#### EXERCISE REQUIREMENTS:
All lines below are to be transcribed exactly.

#### SUPPLIED RECORDS:
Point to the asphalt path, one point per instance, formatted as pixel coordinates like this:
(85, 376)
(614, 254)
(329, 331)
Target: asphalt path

#### YOUR RESPONSE:
Point to the asphalt path, one point per instance, formatted as pixel coordinates like this:
(85, 376)
(614, 254)
(329, 331)
Target: asphalt path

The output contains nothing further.